BEGIN
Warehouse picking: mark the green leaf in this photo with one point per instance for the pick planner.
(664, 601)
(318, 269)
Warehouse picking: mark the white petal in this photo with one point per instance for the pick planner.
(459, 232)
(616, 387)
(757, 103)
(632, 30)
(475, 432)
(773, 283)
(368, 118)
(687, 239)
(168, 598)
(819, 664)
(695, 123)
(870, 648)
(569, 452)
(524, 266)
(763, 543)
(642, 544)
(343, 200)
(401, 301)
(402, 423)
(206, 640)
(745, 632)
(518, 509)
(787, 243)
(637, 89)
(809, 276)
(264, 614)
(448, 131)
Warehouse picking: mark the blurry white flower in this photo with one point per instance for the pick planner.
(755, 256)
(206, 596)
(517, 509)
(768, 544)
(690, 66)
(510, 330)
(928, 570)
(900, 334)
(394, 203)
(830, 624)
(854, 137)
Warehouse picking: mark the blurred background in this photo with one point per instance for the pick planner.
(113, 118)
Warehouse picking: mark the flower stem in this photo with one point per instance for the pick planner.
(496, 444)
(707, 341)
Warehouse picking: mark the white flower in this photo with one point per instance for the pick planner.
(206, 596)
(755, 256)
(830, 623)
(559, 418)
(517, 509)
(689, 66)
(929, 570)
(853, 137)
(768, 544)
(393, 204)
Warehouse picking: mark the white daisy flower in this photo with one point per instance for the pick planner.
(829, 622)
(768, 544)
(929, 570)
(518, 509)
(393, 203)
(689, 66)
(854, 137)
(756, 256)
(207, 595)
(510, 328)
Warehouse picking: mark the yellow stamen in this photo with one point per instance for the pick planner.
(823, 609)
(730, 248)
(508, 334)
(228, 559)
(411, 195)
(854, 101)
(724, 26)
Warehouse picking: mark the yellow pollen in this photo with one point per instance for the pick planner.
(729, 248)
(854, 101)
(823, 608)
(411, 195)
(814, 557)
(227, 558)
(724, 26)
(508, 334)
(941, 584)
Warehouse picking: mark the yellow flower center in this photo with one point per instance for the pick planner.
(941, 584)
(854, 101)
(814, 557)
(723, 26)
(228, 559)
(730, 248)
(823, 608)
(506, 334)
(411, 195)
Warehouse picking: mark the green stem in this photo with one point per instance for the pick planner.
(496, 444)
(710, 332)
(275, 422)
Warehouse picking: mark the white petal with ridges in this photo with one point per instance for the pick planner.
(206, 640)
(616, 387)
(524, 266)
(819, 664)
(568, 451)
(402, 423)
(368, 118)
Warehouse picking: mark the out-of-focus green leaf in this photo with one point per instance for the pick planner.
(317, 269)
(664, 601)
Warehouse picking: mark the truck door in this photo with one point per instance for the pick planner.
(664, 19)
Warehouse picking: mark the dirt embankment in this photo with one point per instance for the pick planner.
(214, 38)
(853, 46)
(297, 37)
END
Copy out every line of the data above word for word, without changing anything.

Warehouse picking: mark the green leaf in this photo with one point per instance for the pick planner.
(664, 601)
(318, 269)
Warehouse picking: mark the white petal in this photo with one point per instance for the pick planner.
(459, 232)
(616, 387)
(757, 103)
(632, 30)
(475, 432)
(773, 283)
(368, 118)
(687, 239)
(168, 598)
(819, 664)
(695, 123)
(870, 648)
(569, 452)
(524, 266)
(763, 543)
(642, 544)
(343, 200)
(401, 301)
(402, 423)
(206, 640)
(745, 632)
(518, 509)
(787, 243)
(637, 89)
(809, 276)
(264, 614)
(448, 131)
Warehouse picking: mark the blurry white flower in this photo with one point per instance for the pick planner.
(755, 256)
(206, 596)
(517, 509)
(768, 544)
(690, 66)
(510, 330)
(928, 570)
(900, 334)
(394, 203)
(830, 624)
(854, 137)
Warehouse picking: mark the blurred background in this photo with one point per instance for the pick planner.
(113, 118)
Warehouse picking: mark the flower stem in this photo with one point per instance for the pick planner.
(496, 444)
(707, 341)
Warehouse picking: mark the white flower in this photo with one point per instance for the pick planner.
(206, 596)
(755, 256)
(830, 623)
(559, 418)
(517, 509)
(689, 66)
(929, 570)
(853, 137)
(768, 544)
(393, 204)
Warehouse picking: mark the white daisy flower in this photo with one point per instance for the pick planner.
(829, 622)
(768, 544)
(929, 570)
(518, 509)
(393, 203)
(689, 66)
(854, 137)
(756, 256)
(207, 595)
(510, 328)
Warehouse picking: mark the yellow stamen in this photo with one point per instance for the pick planner.
(823, 609)
(730, 248)
(508, 334)
(228, 559)
(411, 195)
(854, 101)
(724, 26)
Warehouse picking: mark the yellow pollen in this photo with one point per instance for the pick planner.
(729, 248)
(854, 101)
(823, 608)
(411, 195)
(814, 557)
(227, 558)
(724, 26)
(508, 334)
(941, 584)
Warehouse picking: mark the yellow flower center in this photo with one point per instance for the pick planner.
(941, 584)
(854, 101)
(814, 557)
(723, 26)
(228, 559)
(730, 248)
(823, 608)
(506, 334)
(411, 195)
Warehouse picking: mark the green stem in this photo with one point per instance for the pick planner.
(496, 444)
(710, 332)
(275, 422)
Warehouse picking: mark the white petal with ridges in this photo with one point per instance for the pick planner.
(206, 640)
(616, 387)
(524, 266)
(819, 664)
(568, 451)
(402, 423)
(368, 118)
Warehouse picking: mark the out-of-focus green leaf in this photo with one point per instance for the pick planner.
(317, 269)
(664, 601)
Warehouse picking: mark the truck door in this photo with one point per instance for the pick planner.
(664, 19)
Warehouse picking: mark the dirt embankment in this photo with one point per instance for the pick planner.
(214, 38)
(853, 46)
(297, 37)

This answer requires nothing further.